**Task instructions**:
Which lines in the data below contain the string "blue"? Show each of those lines, and treat case as significant.
[BEGIN Record extracts]
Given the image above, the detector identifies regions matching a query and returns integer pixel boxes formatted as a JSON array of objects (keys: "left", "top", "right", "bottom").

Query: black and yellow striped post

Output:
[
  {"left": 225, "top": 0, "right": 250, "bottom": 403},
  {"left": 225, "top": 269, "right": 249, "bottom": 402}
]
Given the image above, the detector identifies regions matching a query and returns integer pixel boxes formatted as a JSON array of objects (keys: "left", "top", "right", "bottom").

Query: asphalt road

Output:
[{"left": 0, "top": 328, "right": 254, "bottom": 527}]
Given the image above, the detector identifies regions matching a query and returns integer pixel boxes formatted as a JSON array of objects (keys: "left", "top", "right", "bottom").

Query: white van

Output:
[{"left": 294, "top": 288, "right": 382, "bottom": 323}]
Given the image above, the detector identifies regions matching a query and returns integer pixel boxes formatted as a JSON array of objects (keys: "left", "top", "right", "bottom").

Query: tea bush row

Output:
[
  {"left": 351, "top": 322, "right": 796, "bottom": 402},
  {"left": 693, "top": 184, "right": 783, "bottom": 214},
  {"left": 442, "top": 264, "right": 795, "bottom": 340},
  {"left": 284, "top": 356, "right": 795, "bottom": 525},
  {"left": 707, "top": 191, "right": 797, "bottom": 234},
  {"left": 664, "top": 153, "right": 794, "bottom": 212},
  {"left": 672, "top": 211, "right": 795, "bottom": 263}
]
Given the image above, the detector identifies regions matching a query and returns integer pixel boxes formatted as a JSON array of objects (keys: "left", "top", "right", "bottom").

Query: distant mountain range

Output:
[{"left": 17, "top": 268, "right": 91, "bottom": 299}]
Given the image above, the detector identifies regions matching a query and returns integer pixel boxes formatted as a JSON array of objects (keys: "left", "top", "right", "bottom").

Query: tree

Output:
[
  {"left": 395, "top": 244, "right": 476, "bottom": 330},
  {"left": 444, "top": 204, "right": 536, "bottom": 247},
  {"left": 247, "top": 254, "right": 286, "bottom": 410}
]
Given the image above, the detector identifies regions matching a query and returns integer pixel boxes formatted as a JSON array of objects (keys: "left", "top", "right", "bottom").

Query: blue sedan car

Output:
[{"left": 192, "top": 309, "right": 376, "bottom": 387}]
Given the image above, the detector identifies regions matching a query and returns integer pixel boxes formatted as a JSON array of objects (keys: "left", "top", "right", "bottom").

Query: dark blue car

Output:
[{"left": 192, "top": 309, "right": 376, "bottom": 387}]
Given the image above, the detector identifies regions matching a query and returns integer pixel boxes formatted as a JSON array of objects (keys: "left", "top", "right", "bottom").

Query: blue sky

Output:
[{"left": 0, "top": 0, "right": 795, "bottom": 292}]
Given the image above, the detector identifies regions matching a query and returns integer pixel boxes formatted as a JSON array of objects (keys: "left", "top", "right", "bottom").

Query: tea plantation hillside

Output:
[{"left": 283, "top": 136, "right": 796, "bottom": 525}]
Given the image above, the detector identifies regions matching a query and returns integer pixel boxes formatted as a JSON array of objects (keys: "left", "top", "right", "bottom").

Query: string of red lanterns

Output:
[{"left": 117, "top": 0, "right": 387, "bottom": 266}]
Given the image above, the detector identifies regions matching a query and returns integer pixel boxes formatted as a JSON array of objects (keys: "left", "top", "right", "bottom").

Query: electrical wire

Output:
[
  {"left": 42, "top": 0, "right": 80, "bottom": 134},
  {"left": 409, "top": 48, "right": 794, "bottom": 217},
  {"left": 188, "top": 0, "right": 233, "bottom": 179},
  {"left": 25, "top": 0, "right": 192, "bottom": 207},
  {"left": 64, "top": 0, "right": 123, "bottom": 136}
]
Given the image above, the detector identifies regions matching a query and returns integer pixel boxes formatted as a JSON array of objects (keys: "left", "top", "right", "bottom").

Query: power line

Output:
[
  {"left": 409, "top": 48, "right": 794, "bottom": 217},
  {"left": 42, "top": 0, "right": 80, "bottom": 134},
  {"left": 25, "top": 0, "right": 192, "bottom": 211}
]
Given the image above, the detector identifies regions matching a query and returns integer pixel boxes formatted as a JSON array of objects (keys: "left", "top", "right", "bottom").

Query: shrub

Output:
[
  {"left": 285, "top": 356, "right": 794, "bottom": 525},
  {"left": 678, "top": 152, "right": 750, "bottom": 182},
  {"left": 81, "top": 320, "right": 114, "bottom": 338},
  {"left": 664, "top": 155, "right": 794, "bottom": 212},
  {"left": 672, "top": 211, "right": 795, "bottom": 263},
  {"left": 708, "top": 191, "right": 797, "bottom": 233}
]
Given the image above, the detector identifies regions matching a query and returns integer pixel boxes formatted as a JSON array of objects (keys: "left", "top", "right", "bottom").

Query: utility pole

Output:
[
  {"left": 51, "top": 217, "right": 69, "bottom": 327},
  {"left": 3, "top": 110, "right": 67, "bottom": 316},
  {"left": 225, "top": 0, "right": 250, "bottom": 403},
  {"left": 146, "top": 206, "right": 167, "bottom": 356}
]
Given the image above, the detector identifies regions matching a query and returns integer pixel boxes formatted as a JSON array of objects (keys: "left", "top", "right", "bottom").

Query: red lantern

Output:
[END Record extracts]
**Solution**:
Query: blue sedan car
Query: dark blue car
Query: blue sky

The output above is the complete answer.